> [Instructions to follow]:
Every line of the data is to be output verbatim.

Records drawn from a dataset:
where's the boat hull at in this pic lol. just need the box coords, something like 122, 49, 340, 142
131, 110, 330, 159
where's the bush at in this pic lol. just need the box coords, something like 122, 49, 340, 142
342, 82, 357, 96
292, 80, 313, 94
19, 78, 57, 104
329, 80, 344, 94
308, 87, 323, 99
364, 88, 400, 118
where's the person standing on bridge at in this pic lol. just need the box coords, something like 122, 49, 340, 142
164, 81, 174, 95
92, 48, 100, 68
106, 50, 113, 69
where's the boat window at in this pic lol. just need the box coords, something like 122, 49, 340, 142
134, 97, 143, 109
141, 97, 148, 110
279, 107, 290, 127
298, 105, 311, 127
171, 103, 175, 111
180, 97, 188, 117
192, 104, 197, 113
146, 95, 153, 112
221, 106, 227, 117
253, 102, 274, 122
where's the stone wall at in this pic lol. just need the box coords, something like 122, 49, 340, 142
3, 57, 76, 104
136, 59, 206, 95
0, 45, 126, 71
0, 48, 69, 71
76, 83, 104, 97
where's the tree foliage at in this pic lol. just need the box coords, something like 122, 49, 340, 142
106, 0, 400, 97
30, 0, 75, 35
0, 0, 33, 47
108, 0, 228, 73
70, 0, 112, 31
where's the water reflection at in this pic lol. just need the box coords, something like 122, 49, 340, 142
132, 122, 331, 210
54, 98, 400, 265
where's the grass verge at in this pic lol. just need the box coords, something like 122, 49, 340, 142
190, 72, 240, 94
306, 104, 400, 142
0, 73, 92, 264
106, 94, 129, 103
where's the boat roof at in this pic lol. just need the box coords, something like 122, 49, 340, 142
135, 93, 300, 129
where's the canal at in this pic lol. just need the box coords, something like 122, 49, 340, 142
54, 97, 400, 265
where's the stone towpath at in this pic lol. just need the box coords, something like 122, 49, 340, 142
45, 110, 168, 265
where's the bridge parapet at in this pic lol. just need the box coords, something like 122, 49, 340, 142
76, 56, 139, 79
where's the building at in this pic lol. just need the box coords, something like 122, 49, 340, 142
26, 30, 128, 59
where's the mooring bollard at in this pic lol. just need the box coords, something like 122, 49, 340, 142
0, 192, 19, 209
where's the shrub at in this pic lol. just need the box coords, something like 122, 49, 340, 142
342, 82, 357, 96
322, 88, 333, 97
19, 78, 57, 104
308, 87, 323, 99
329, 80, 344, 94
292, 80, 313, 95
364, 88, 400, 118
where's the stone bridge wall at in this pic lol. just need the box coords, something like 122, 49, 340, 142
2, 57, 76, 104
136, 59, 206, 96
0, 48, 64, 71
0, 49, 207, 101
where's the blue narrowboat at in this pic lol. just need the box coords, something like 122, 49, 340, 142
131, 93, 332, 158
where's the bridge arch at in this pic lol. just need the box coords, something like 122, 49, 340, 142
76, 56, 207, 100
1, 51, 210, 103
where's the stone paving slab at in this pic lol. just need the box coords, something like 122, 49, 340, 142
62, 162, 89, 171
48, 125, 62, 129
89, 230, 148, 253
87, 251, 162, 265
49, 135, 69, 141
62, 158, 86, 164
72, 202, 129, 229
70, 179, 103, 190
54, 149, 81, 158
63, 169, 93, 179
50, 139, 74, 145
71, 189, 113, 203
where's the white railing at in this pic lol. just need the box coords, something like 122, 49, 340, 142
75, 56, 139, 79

> [Response area]:
where's the boat hull at in this pic lol. just need the box coords, something like 122, 49, 340, 142
131, 110, 330, 159
where's the bush at in this pic lol. just need the box coords, something like 122, 49, 340, 142
342, 82, 357, 96
292, 80, 313, 94
19, 78, 57, 104
329, 80, 344, 94
308, 87, 323, 99
364, 88, 400, 118
where's the person standing on bridge at in this pic lol. just need the box coords, something like 122, 49, 340, 142
164, 81, 174, 95
92, 48, 100, 68
106, 50, 113, 69
where's the boat window at in this pic lol. just need the box coords, something like 122, 49, 340, 142
134, 97, 143, 109
141, 97, 148, 110
279, 107, 290, 127
298, 105, 311, 127
171, 103, 175, 111
180, 97, 188, 117
192, 104, 197, 113
146, 95, 153, 112
221, 106, 227, 117
253, 102, 274, 122
where's the stone wall at in this pic lol. just need the box coords, something like 122, 49, 340, 142
3, 57, 76, 104
136, 59, 206, 95
0, 45, 126, 71
0, 48, 69, 71
76, 83, 104, 97
where's the tree foliage at in this pic lol. just need the box coords, something like 122, 49, 340, 142
106, 0, 400, 97
30, 0, 75, 35
0, 0, 33, 47
108, 0, 228, 73
70, 0, 112, 31
where's the water reflection at in this pic lol. just need the box coords, something like 122, 49, 340, 142
132, 122, 331, 210
54, 98, 400, 265
where's the grass verge at in this pic lol. just need the box coords, something like 122, 49, 340, 142
190, 72, 240, 94
306, 104, 400, 142
0, 73, 92, 264
106, 94, 129, 103
where's the boat roof at in this pic lol. just need the box coords, something like 122, 49, 340, 142
135, 93, 300, 129
where's the canal at in this pic lol. just need the box coords, something like 122, 49, 340, 142
54, 97, 400, 265
where's the stone towpath at in this pic lol. just need the box coords, something like 122, 49, 340, 142
45, 110, 168, 265
where's the bridge parapet at in this pic lol. just need the box coords, something like 122, 49, 340, 142
76, 56, 139, 79
where's the building at in this pic lol. just need the box coords, something like 122, 49, 340, 142
26, 30, 128, 59
where's the mooring bollard at in this pic lol. just need the box coords, something like 122, 49, 340, 142
0, 192, 19, 209
where's the shrub at in this pic lol. just need the box coords, something like 122, 49, 340, 142
342, 82, 357, 96
322, 88, 333, 97
19, 78, 57, 104
308, 87, 323, 99
329, 80, 344, 94
292, 80, 313, 95
364, 88, 400, 118
where's the stone bridge wall at in this pic lol. just need the box coords, something like 122, 49, 340, 142
2, 57, 76, 104
136, 59, 206, 96
0, 48, 64, 71
0, 49, 207, 101
where's the blue narrowboat at in this pic lol. just need the box coords, something like 122, 49, 340, 142
131, 93, 332, 158
where's the bridge arch at in this pic lol. just need the box coords, something like 122, 49, 340, 142
76, 56, 207, 100
1, 51, 210, 103
where's the stone paving slab at in this pic lol. just need the box coords, something like 122, 49, 340, 142
62, 162, 89, 171
48, 125, 62, 129
89, 230, 148, 253
87, 251, 162, 265
49, 135, 69, 141
62, 158, 86, 164
72, 202, 129, 229
70, 179, 103, 190
54, 149, 81, 158
63, 169, 93, 179
50, 139, 74, 145
71, 189, 113, 203
where's the white railing at in this pic lol. just need the box coords, something like 122, 49, 340, 142
75, 56, 139, 79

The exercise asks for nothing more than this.